_Tareas del ejercicio_
A) En el texto sobre el origen del oro, ¿en qué siglo escribió Píndaro su observación sobre el oro?
B) Sigue escribiendo el texto sobre el origen del oro a partir de su última frase.

== Fragmento de la página ==

EL MISTERIOSO ORIGEN DEL ORO
El oro ha movilizado a sociedades enteras, destrozado economías, sellado el destino de reyes y emperadores, inspirado las más bellas obras de arte y provocado los más horribles actos que un humano puede cometer contra otro: como señaló Píndaro en el siglo V a.C., el oro es “un hijo de Zeus, ni las polillas ni la herrumbre lo devoran, pero esta suprema posesión devora la mente del hombre”. Las naciones han movido cielo, mar y tierra en su busca con el objetivo de controlar a las demás sólo para descubrir que, al final, ha sido el oro quien ha controlado su destino. “El oro al final del arcoíris es la felicidad última, pero en el fondo de la mina emerge del infierno”, apostilla poéticamente el economista estadounidense Peter L. Bernstein.

===
== Extracto de datos ==

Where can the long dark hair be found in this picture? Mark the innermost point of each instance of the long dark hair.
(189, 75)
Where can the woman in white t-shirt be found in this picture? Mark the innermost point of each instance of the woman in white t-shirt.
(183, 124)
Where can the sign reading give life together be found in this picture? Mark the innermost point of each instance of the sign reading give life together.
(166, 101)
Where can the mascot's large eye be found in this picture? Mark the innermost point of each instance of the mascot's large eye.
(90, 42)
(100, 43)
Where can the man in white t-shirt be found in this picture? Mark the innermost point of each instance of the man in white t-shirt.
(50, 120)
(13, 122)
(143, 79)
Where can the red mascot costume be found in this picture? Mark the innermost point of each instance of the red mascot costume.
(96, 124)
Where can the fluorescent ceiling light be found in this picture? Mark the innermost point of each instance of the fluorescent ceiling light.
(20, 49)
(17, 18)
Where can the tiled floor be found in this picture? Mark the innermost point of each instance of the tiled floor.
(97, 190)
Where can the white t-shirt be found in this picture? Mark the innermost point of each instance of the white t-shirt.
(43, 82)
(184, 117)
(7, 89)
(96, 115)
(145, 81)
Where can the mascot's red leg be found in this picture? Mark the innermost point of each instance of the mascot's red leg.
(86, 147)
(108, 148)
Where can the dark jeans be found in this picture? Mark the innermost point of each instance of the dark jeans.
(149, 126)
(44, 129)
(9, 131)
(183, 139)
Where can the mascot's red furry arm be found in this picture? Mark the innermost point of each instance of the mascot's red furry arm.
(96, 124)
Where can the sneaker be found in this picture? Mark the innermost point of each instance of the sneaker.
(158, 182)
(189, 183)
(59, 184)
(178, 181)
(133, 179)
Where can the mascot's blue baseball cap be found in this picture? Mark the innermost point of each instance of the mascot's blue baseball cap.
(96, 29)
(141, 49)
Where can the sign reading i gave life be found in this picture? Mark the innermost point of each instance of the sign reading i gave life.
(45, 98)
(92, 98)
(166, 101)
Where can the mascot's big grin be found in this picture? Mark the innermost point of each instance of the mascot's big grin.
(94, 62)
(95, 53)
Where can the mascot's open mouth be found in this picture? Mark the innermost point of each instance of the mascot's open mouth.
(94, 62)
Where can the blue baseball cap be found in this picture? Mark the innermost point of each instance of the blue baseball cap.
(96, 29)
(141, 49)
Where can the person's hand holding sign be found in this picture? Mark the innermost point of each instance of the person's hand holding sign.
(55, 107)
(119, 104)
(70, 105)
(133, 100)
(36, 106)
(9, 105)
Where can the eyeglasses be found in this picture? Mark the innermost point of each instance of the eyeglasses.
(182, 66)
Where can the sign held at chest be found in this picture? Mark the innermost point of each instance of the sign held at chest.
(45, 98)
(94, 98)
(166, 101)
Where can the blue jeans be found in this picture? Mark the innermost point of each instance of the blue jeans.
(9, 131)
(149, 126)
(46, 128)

===
== Extracto de datos ==

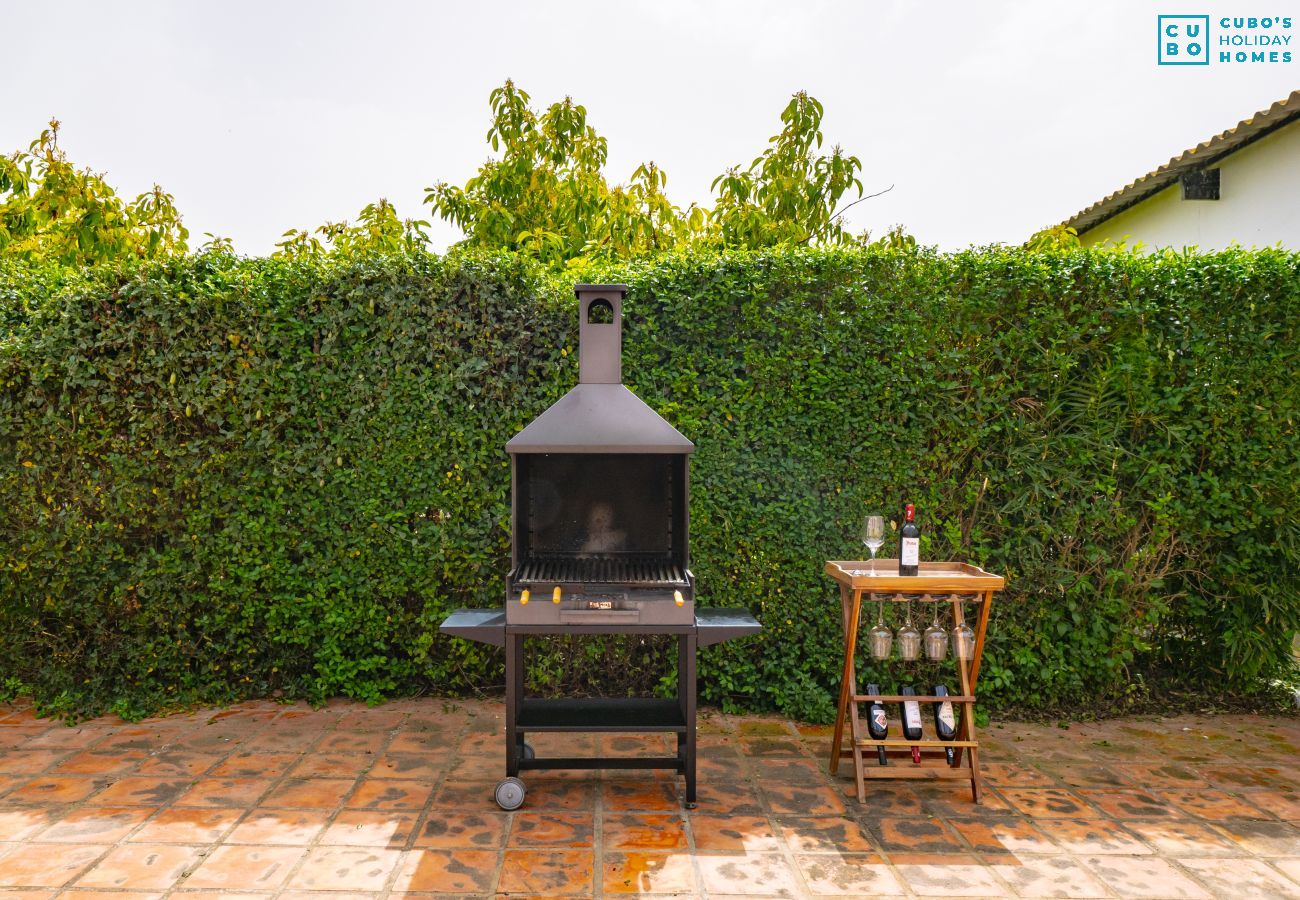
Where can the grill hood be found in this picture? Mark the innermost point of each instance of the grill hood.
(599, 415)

===
== Extracto de datos ==

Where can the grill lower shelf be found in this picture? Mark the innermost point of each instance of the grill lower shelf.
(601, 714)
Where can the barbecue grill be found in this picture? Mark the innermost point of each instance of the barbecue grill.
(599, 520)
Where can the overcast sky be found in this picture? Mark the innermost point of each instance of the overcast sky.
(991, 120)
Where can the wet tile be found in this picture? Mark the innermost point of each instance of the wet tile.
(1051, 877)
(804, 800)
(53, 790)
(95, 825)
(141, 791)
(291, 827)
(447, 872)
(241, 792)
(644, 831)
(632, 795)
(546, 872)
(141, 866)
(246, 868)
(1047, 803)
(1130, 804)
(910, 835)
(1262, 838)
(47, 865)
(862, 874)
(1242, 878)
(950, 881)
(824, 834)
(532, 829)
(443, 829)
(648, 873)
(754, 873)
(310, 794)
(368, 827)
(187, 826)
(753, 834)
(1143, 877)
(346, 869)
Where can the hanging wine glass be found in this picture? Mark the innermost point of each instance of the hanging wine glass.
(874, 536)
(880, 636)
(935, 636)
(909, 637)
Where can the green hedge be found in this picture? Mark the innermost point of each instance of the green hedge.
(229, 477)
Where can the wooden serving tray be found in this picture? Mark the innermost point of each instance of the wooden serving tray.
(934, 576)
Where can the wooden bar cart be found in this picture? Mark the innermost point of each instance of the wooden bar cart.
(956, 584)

===

_Tareas resueltas_
A) En el siglo V a.C.

B)
Lo más sorprendente del oro –cuyo símbolo químico, Au, se deriva de la palabra aurora– se encuentra en el propio metal. Primero, es imperecedero: puedes hacer lo que quieras con él y no conseguirás que desaparezca. Al contrario de lo que pasa con el hierro, la leche de vaca o la arena, que podemos cambiar de su estado original hasta el punto de ser irreconocibles, cada pieza de oro del mundo es totalmente identificable, ya sea en unos aretes, en el halo que rodea la cabeza de un santo en un fresco o en los lingotes que se guardan en la Reserva Federal de Estados Unidos en bóvedas de alta seguridad.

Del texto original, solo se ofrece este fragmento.